**AIM**
Count the lines in the listing below that contain the word "separate", and give only that number.

··· EXTRACTED RECORDS

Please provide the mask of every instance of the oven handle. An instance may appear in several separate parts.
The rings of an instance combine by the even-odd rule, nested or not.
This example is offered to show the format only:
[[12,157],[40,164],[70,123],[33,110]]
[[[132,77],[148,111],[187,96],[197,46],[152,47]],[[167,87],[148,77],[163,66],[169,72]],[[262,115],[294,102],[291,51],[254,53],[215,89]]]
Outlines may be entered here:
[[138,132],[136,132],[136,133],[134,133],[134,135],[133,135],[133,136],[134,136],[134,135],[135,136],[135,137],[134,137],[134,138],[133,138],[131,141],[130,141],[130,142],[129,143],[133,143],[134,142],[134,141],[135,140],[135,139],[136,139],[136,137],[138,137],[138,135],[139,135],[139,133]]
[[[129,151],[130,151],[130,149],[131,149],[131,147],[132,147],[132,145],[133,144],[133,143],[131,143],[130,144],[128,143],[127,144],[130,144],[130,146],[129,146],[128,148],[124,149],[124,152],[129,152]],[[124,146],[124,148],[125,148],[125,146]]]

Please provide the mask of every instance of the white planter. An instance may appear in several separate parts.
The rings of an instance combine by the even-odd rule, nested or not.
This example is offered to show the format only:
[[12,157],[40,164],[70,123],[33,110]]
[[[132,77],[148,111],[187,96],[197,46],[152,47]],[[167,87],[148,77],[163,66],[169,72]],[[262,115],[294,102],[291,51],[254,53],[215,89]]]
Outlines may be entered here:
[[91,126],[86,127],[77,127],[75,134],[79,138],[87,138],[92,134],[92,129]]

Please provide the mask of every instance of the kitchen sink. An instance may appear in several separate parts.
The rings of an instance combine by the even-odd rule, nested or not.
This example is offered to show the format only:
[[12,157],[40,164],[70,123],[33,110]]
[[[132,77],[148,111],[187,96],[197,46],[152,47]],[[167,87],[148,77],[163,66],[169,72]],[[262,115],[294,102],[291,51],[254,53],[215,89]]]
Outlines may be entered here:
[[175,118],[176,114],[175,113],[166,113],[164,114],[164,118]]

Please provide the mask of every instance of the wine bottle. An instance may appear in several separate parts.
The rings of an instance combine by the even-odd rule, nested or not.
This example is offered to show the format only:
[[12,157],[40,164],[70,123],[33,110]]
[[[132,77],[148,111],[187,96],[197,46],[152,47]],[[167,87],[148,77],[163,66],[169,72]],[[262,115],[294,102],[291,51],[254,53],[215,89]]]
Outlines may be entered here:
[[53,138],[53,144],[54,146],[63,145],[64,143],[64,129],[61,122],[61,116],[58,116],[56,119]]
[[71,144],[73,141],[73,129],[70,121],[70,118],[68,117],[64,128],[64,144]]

······

**EXPECTED ANSWER**
4